**Task prompt:**
Could you repeat the records below exactly, leaving out any pictures?

**Position identification records:**
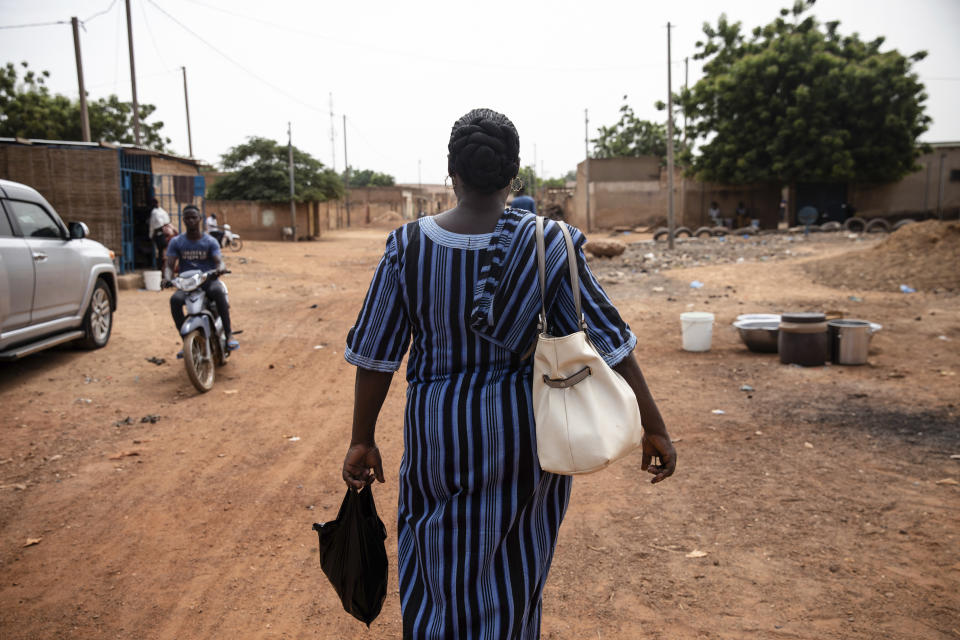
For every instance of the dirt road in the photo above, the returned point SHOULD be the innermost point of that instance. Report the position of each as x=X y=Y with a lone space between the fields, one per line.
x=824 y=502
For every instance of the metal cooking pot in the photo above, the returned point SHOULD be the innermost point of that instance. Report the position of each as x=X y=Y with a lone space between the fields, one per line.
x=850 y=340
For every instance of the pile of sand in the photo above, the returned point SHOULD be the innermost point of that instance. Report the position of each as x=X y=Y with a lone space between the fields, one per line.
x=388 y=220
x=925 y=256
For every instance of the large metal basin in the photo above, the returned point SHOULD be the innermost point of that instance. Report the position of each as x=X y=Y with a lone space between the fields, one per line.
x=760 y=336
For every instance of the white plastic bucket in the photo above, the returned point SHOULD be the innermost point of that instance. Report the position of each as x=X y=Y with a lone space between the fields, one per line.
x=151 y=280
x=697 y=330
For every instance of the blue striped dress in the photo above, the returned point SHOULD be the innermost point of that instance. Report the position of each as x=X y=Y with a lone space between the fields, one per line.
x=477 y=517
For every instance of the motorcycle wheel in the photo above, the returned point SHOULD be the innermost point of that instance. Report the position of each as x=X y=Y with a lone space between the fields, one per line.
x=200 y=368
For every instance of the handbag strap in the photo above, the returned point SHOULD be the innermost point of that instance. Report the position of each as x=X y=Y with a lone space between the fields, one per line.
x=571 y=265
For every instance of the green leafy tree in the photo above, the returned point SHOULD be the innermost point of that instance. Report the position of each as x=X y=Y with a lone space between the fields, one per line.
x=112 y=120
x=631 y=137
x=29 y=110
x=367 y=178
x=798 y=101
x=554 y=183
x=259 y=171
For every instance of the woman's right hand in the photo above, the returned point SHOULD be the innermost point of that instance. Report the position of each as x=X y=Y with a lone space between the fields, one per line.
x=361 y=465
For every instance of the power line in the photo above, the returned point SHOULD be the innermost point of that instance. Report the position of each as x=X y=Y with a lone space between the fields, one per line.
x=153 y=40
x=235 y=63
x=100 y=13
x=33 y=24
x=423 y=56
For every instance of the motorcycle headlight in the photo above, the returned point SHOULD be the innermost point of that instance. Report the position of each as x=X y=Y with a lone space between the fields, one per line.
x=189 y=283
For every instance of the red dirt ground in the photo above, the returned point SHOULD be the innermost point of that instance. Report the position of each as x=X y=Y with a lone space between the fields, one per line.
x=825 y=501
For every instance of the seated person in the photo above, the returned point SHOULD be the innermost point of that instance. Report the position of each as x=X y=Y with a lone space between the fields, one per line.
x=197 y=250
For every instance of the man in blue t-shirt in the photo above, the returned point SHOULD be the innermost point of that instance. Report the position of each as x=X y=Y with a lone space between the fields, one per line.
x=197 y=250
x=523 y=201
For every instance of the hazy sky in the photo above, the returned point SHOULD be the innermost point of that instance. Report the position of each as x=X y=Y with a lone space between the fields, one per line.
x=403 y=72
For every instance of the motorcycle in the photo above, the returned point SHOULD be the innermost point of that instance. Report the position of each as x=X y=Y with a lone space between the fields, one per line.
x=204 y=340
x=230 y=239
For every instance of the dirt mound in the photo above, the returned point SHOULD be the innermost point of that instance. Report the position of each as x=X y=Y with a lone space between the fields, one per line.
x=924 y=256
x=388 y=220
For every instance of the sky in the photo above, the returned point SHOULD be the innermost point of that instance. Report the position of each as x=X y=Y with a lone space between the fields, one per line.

**Answer to this task:**
For every instance of the dirt road in the photo above, the returned point SHOULD be the innermost point of that instance. Report the position of each as x=X y=Y with a lone space between the fields, one per line.
x=824 y=502
For every instance of the metal cooking pot in the photo above, the returned point SHOULD be the innermost point of that instance. Report the position of each as x=X y=Y with a lone space between the fields, one per line.
x=850 y=340
For every instance of the pile of sand in the photo above, the returned point SHOULD be the innermost point of that instance. Report the position of each as x=X y=Y with a lone space between the fields, one per line.
x=388 y=220
x=925 y=256
For every instance of the large metal basin in the photo above, the returned point SHOULD be the innermost point of that instance. Report the position of each as x=X y=Y with a lone space between the fields, one per line.
x=760 y=336
For every instance of the white plastic bucket in the photo above, the returned point SHOULD be the innermost point of that instance. Report the position of each as x=X y=Y with a lone space between the fields, one per line.
x=151 y=280
x=697 y=330
For every instance of the blue striped dress in the photo above, the returned point SHOULD be the innermost point of that instance. Report the position of each as x=X y=Y with a lone space between the fields, one per line.
x=477 y=517
For every instance of the motorcycle wheel in the photo above, the returned point SHOULD be the innermost point of that instance. Report the position of each as x=X y=Y with a lone space between the fields, one per line.
x=200 y=368
For every instance of the handbag strap in the photo above, the returned point SHOULD be the innermost point of that instance. Report the position of each as x=X y=Y with a lone space between the fields, one per line.
x=571 y=265
For every instance of the green leafy tree in the photo above, the returned point SHOULD be the innermost point of that instance. Report the position of each as x=X y=Y with a lone space between the fields, one per line.
x=112 y=120
x=631 y=137
x=29 y=110
x=367 y=178
x=798 y=101
x=554 y=183
x=259 y=171
For every instance of the woman's right hand in the photo above, the returned point SHOULD be the innermost point of that instance. Report the position of each as x=X y=Y with a lone space between the fields, one per line.
x=361 y=465
For every instance of the power line in the photo above, the returned point SHOULD be the innermost point of that instance. Report the position of each as x=X y=Y with a lone space between the fields, one per line.
x=153 y=40
x=235 y=63
x=100 y=13
x=33 y=24
x=423 y=56
For every instance of the motorcycle headlight in the photo above, the returned point SHOULD be the innermost point of that instance. Report the position of each as x=X y=Y with a lone space between the fields, one per line.
x=189 y=283
For every instance of the red dirt ground in the photo above, the returned point SHOULD be the innermost point of that instance. Report the position of each as x=X y=Y with a lone space between the fields, one per line.
x=825 y=501
For every instance of the seated person in the photo above, the returned point SHOULD be the innermost point of that instance. Report the position of each as x=X y=Y with a lone space between the fields, one per line.
x=197 y=250
For every instance of the man in blue t-shirt in the photo above, the returned point SHOULD be the innermost point of that instance. Report the position of each as x=X y=Y with a lone space between the fields, one per line.
x=197 y=250
x=523 y=201
For every instance of the hazy sky in the photo above, the returned point SHOULD be the innermost point of that instance. Report the position of each as x=X y=Y with a lone space between the fields, one per line.
x=403 y=72
For every instance of the motorcycle in the photo above, the returned point SHOULD be the innermost point of that instance. Report the position of each as x=X y=Y with a lone space between the fields, one per line.
x=204 y=340
x=230 y=239
For every instance of the dirt mound in the photo above, the returned point SHOULD be the innermost point of that instance. Report the position of each as x=X y=Y with a lone space between the fields, one per line.
x=924 y=256
x=388 y=220
For every instance of the sky in the photo above, the returned point SHOULD be the innermost point of that instance. Report the position of each as x=X y=Y with a lone space between the fields, one per line.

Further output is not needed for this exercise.